Print exactly, and only, the lines running from the line containing "hub above? Mark it with a dot." through the end of the records below.

Stored entries:
++++++++
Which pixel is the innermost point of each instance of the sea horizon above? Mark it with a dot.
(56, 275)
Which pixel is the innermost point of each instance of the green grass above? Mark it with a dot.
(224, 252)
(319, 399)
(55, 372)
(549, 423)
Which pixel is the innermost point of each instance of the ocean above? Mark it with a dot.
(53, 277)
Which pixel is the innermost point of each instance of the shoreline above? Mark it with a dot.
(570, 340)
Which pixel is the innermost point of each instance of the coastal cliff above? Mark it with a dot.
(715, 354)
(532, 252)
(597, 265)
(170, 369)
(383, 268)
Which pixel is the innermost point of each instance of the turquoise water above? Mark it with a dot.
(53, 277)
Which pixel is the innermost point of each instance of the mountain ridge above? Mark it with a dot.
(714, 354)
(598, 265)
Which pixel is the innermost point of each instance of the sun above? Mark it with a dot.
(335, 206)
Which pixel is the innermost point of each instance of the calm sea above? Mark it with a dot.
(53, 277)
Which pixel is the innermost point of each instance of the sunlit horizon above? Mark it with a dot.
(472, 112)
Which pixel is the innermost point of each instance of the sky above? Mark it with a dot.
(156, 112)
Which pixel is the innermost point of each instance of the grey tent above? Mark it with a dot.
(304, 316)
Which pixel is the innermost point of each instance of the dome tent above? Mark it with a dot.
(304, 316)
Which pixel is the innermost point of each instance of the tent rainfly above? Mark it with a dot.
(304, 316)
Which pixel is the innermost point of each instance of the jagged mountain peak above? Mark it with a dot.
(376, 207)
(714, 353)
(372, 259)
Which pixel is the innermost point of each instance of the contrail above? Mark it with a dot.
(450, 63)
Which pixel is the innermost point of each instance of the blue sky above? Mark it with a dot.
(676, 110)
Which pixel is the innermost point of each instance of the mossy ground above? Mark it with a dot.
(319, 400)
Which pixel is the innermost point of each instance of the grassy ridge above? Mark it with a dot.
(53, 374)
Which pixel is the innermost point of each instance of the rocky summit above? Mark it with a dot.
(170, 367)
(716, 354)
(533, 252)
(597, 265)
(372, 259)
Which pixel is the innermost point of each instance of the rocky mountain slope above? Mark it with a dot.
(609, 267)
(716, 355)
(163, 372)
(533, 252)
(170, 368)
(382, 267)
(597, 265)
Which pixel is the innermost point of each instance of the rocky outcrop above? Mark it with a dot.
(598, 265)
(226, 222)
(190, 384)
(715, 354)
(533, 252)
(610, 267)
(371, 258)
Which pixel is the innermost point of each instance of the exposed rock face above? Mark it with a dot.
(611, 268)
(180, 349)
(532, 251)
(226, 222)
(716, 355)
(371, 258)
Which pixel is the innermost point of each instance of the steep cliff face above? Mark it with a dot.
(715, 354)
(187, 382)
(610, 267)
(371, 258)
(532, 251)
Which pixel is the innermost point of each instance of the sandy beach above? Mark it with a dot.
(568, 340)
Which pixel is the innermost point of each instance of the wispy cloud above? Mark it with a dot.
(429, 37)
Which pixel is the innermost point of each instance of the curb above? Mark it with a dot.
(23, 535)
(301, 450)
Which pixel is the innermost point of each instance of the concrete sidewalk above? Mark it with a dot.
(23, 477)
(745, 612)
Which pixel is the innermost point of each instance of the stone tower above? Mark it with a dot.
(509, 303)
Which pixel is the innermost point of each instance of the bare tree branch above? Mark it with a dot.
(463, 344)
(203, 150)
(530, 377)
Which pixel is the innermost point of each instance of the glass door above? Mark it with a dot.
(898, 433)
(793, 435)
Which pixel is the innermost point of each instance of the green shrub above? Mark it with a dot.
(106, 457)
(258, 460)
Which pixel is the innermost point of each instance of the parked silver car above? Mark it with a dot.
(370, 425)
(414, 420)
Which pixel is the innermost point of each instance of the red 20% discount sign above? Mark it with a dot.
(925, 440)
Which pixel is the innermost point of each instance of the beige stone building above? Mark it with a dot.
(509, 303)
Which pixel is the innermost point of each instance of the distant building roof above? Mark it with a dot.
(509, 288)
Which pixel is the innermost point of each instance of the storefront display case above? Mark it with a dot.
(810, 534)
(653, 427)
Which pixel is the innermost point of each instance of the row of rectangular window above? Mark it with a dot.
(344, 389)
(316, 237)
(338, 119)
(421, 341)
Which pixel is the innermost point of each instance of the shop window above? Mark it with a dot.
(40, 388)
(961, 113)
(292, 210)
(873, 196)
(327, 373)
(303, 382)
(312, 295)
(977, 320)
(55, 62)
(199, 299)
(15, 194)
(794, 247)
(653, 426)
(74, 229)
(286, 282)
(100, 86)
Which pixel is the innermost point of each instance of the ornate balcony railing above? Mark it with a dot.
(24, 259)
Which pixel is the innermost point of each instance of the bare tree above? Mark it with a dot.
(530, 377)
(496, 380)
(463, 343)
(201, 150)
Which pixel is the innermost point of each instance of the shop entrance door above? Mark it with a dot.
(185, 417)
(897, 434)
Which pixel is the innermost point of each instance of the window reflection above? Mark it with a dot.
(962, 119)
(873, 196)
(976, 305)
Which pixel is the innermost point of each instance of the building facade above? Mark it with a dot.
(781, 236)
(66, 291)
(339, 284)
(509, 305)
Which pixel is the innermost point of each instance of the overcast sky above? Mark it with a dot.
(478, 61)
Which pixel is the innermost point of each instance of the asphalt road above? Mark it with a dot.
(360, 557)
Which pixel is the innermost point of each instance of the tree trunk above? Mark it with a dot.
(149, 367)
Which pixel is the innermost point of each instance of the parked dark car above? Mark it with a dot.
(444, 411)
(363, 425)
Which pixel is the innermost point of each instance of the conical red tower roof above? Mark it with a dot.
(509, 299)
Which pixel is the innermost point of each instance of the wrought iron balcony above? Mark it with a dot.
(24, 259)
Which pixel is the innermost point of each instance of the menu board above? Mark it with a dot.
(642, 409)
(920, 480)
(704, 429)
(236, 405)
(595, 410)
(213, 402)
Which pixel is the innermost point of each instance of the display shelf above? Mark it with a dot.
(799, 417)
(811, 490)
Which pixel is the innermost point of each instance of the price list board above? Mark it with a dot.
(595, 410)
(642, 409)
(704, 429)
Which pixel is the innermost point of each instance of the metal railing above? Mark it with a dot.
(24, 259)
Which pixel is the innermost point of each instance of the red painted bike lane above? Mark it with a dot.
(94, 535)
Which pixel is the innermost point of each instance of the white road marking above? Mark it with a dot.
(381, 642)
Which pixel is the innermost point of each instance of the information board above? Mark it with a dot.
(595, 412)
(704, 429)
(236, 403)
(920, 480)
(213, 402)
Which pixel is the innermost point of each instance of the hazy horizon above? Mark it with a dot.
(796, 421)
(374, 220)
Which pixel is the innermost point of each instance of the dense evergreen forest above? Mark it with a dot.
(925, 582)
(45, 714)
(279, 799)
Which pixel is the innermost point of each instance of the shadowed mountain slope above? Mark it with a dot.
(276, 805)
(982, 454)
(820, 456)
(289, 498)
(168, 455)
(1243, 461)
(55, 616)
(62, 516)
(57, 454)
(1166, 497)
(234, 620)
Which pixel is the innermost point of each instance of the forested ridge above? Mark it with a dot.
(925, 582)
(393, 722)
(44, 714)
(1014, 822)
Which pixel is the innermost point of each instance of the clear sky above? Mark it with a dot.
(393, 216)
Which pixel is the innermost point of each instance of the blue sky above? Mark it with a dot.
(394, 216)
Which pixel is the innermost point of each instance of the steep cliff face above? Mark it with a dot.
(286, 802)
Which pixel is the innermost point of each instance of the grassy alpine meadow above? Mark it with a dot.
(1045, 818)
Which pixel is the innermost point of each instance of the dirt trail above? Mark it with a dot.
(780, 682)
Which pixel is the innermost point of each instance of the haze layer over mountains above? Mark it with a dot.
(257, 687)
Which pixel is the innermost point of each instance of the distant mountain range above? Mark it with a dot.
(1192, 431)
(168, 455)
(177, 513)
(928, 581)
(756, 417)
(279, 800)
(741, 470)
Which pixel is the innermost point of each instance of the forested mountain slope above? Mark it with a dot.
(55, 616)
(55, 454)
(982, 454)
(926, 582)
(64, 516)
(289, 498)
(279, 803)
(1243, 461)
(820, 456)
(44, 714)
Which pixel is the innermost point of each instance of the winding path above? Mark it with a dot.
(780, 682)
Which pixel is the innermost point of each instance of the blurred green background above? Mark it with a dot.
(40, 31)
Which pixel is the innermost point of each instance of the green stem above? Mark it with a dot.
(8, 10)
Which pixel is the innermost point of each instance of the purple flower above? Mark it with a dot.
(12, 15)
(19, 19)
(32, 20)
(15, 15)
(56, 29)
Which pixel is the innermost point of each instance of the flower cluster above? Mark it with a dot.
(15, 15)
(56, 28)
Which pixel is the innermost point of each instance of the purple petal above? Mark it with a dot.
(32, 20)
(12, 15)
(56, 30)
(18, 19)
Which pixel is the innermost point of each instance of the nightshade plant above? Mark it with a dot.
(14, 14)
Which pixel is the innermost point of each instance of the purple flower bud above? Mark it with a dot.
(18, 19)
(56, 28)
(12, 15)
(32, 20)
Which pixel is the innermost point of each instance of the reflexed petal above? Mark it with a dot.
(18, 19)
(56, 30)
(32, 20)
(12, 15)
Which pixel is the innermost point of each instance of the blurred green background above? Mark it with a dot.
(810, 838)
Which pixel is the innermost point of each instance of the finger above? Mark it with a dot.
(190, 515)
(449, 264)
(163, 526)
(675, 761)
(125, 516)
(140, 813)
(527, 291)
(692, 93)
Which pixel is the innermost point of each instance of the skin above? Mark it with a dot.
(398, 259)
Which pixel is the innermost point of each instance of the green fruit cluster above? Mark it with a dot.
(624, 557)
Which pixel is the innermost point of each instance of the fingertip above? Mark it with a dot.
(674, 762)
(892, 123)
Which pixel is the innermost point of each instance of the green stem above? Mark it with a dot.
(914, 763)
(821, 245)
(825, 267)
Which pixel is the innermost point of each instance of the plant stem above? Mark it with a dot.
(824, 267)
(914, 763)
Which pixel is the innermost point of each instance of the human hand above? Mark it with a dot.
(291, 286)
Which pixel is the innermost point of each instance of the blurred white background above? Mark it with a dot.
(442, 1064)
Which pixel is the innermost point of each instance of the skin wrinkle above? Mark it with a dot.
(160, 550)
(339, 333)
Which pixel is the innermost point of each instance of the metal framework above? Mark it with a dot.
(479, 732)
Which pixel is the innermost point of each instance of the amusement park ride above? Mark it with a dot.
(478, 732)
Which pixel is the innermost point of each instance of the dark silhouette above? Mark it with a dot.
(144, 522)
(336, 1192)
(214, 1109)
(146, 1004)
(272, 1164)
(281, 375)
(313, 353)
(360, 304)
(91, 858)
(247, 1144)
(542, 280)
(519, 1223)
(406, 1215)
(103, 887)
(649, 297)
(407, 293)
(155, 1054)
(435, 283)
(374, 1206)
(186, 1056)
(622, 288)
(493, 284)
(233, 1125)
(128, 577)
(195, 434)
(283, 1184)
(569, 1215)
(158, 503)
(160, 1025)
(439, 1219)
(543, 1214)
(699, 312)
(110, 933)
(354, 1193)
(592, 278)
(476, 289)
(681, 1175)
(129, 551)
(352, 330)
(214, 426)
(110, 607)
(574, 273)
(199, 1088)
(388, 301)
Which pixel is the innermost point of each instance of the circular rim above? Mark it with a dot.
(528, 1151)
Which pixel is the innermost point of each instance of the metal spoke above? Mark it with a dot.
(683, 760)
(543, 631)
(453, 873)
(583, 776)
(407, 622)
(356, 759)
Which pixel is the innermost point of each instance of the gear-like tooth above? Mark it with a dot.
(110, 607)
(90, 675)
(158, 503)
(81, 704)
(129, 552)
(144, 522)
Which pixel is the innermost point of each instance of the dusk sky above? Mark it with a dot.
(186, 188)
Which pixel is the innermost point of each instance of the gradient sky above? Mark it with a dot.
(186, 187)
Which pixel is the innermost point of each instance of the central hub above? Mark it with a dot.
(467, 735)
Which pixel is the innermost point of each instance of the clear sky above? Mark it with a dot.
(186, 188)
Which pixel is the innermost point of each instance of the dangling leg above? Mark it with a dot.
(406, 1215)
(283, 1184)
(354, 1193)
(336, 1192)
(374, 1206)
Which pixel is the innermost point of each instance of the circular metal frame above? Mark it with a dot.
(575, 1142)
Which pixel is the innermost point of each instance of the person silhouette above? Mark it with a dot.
++++++++
Reply to the exercise:
Which pixel is the innermost point of each instance of the central hub above? Mark it with a dot.
(467, 735)
Which pixel is the innermost point of each instance of the clear sky above? Mark it with a dot.
(186, 188)
Which pixel is the innermost point of each instance of the dangling leg above? Mark it with a dot.
(406, 1215)
(283, 1184)
(354, 1193)
(336, 1192)
(374, 1206)
Which pixel is the innermost point of each instance of the circular metal frame above? Mark it with a dot.
(575, 1142)
Which pixel is the innermost point of each instance of the person silhouette above? Mark it with a dot.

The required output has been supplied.